(INPUT ROWS)
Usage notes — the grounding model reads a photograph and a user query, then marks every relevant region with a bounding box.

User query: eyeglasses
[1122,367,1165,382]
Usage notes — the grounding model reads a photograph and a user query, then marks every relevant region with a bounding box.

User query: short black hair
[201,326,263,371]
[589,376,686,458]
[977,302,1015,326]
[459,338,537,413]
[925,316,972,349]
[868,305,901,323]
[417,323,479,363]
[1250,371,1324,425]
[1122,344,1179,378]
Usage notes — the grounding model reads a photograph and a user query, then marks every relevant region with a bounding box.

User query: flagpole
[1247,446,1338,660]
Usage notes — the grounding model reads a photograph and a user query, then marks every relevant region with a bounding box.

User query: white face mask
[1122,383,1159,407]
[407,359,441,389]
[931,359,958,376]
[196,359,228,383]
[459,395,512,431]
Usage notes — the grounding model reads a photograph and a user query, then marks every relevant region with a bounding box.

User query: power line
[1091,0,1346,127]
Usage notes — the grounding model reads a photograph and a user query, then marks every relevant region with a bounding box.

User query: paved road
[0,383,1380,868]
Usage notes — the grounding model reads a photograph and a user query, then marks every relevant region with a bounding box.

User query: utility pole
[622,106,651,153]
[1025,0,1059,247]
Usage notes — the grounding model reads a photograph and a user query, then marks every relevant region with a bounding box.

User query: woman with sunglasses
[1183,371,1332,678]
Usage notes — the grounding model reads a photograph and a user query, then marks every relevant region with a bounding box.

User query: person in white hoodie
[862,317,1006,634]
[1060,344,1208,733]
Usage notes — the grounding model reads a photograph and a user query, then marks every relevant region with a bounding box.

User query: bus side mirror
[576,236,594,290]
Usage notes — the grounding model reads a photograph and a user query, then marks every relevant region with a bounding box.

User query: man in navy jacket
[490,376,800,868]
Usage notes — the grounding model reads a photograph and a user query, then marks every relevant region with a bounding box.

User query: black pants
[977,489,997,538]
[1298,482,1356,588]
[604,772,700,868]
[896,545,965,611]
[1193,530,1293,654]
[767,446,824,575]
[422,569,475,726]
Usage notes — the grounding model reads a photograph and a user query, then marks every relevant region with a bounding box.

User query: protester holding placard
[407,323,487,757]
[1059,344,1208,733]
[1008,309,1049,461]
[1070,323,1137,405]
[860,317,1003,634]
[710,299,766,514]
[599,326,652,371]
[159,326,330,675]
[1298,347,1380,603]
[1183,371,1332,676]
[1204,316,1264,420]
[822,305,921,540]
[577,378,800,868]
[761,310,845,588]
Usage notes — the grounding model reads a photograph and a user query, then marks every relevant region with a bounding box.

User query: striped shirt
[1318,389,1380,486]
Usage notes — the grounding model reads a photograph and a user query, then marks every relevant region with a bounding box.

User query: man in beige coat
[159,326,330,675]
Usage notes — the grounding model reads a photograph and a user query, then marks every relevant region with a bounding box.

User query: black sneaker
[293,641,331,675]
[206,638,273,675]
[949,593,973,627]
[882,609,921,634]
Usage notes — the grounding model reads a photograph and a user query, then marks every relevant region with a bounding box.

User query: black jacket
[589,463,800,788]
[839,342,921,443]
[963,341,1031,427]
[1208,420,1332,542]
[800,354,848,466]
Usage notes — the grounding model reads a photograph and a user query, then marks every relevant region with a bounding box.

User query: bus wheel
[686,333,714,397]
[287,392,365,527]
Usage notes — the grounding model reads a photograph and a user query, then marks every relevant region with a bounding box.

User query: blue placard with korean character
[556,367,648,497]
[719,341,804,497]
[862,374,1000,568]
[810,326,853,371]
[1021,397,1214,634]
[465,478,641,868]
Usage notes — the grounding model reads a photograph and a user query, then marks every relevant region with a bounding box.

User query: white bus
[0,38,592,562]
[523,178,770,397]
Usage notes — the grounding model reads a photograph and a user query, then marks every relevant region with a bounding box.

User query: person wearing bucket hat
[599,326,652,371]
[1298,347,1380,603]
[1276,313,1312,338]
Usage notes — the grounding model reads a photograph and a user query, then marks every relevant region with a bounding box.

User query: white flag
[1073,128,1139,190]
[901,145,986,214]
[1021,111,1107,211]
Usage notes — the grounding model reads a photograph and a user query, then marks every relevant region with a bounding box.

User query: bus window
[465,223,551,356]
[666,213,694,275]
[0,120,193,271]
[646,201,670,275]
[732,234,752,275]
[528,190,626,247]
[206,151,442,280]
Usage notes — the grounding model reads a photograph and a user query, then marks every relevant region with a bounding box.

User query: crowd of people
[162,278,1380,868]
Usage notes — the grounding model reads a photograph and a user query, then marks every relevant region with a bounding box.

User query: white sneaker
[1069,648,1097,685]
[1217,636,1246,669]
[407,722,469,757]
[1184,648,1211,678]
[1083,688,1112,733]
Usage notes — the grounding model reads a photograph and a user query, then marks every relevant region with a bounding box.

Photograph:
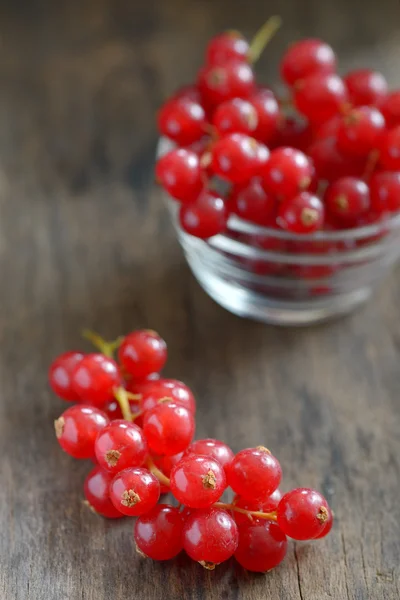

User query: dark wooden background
[0,0,400,600]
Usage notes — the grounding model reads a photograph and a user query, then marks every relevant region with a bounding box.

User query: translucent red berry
[171,453,226,508]
[49,352,83,402]
[294,74,348,124]
[110,467,160,517]
[235,520,287,573]
[95,420,147,474]
[54,404,110,458]
[71,353,122,407]
[280,39,336,86]
[134,504,184,560]
[226,446,282,501]
[83,466,123,519]
[118,329,167,379]
[143,402,195,456]
[183,508,239,569]
[277,488,329,540]
[158,96,207,146]
[344,69,388,106]
[156,148,203,202]
[179,190,229,239]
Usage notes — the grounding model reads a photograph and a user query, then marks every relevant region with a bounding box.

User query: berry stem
[249,15,282,63]
[213,502,277,521]
[82,329,124,358]
[146,456,170,487]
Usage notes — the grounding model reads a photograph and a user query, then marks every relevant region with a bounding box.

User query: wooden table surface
[0,0,400,600]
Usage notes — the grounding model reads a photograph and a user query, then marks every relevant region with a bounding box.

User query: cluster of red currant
[156,19,400,239]
[49,330,333,572]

(DIRECTION) Report each line above that contains the word "person", copying every such line in full.

(CORRECT ANSWER)
User query: person in white hoodie
User query: person wearing bucket hat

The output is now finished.